%%

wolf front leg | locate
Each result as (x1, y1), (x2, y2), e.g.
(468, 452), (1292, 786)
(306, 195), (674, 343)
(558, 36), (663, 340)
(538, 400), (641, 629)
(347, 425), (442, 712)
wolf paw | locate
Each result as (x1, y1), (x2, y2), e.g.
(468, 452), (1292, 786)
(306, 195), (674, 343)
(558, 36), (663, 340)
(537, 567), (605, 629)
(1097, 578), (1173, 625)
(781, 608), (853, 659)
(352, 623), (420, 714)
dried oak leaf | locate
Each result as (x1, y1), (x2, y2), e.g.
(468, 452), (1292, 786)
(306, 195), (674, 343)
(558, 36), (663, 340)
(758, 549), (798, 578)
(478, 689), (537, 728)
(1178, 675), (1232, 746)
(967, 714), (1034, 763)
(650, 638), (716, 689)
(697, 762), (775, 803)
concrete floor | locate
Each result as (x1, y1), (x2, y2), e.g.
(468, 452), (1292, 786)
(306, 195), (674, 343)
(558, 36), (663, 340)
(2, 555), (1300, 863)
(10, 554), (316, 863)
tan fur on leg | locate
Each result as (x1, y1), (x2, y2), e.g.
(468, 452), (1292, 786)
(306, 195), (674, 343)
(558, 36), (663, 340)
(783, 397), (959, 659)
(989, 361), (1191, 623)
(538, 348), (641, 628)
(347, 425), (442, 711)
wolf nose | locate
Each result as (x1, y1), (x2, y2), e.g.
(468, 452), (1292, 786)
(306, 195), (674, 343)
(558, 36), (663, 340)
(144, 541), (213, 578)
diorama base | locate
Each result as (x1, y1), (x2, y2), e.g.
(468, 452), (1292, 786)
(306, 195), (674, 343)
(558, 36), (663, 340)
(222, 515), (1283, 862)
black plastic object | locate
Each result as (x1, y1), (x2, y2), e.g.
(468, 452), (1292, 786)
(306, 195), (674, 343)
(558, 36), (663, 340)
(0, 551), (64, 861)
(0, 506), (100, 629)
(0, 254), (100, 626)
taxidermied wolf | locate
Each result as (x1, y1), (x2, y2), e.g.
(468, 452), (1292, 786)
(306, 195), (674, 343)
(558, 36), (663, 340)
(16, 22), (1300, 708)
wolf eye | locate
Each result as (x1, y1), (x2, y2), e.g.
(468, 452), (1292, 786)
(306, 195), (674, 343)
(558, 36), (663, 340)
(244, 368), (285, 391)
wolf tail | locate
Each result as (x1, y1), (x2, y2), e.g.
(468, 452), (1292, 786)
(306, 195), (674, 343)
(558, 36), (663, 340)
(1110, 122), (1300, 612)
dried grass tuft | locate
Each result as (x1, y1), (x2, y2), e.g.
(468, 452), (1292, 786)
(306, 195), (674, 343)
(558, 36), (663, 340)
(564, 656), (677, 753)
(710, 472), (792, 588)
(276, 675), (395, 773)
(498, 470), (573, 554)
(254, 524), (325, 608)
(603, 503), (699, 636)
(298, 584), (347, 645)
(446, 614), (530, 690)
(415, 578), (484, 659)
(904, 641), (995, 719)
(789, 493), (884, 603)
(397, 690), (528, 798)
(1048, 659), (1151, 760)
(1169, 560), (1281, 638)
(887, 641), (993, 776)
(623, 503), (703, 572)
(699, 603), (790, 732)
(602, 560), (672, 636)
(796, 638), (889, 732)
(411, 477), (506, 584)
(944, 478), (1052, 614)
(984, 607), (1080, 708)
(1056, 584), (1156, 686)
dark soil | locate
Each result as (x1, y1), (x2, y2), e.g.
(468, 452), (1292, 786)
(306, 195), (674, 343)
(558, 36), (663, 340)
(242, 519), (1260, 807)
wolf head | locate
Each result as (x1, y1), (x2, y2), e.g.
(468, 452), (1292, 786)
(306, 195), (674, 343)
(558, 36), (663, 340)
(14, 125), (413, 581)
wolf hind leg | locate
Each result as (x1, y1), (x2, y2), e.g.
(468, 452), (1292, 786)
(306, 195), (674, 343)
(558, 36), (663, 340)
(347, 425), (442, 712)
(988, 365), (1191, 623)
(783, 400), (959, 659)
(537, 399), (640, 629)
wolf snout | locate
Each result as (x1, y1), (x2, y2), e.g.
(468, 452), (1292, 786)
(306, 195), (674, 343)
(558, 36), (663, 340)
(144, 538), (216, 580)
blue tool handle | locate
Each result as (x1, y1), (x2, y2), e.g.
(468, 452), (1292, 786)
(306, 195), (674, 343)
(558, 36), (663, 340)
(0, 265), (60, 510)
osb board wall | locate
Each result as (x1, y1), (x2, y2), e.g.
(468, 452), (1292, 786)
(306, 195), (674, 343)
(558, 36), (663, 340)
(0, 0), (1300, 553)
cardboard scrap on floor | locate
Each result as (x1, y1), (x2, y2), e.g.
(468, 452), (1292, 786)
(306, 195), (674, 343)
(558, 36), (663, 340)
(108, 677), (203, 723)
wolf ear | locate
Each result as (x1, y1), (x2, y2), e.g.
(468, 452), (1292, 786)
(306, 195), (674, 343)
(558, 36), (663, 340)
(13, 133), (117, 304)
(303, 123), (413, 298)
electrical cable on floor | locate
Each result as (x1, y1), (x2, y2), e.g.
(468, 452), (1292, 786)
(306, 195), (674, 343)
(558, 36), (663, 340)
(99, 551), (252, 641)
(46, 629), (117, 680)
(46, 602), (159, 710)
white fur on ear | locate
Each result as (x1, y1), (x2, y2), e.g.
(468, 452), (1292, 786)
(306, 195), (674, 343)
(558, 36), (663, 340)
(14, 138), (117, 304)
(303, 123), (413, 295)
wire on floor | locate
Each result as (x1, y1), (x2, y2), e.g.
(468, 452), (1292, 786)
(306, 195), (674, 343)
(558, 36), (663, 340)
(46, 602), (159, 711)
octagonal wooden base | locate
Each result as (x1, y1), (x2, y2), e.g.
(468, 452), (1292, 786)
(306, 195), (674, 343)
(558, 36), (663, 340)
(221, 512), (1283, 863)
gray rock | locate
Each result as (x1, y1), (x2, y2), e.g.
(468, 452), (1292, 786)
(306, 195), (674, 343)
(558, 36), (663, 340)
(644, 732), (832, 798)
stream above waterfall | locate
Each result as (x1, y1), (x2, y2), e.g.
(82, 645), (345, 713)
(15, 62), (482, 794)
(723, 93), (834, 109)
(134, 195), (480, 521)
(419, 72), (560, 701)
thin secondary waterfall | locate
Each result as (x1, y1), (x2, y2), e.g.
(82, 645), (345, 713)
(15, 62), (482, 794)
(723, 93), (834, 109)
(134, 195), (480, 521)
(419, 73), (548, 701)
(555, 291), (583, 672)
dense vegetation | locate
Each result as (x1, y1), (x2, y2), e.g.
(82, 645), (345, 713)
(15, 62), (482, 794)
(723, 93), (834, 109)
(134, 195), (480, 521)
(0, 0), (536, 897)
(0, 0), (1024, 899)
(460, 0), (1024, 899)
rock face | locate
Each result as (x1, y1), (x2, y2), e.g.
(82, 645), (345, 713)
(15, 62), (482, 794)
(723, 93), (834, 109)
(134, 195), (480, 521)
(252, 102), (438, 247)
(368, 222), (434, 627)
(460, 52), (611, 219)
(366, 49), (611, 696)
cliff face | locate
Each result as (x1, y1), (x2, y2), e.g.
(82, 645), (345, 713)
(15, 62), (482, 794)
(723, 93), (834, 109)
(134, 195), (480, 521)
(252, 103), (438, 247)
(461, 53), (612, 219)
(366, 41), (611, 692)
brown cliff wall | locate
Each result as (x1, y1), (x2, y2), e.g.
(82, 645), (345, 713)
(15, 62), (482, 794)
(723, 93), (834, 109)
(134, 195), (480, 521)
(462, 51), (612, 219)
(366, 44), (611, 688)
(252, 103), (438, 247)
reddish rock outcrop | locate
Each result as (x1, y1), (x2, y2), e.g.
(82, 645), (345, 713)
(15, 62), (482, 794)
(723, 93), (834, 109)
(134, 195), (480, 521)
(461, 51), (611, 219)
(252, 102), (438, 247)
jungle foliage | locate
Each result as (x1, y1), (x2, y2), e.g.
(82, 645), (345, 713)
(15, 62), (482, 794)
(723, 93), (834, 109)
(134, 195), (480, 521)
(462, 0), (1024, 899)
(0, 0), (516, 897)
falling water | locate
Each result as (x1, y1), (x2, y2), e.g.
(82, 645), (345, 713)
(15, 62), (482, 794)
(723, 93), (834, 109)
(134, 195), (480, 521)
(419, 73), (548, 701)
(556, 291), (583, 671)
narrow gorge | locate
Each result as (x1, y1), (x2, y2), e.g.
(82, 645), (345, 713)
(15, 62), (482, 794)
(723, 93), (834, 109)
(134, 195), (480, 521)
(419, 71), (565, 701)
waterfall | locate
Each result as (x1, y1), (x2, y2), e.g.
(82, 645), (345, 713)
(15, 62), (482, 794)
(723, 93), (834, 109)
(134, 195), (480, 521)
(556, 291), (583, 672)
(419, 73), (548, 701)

%%

### Enunciado
Presenta como lista numerada las líneas del listado que van desde el principio hasta la que contiene "(352, 623), (420, 714)", ambas incluidas. Omite las líneas en blanco.

### Respuesta
1. wolf front leg | locate
2. Each result as (x1, y1), (x2, y2), e.g.
3. (468, 452), (1292, 786)
4. (306, 195), (674, 343)
5. (558, 36), (663, 340)
6. (538, 400), (641, 629)
7. (347, 425), (442, 712)
8. wolf paw | locate
9. Each result as (x1, y1), (x2, y2), e.g.
10. (468, 452), (1292, 786)
11. (306, 195), (674, 343)
12. (558, 36), (663, 340)
13. (537, 567), (605, 629)
14. (1097, 578), (1173, 625)
15. (781, 608), (853, 659)
16. (352, 623), (420, 714)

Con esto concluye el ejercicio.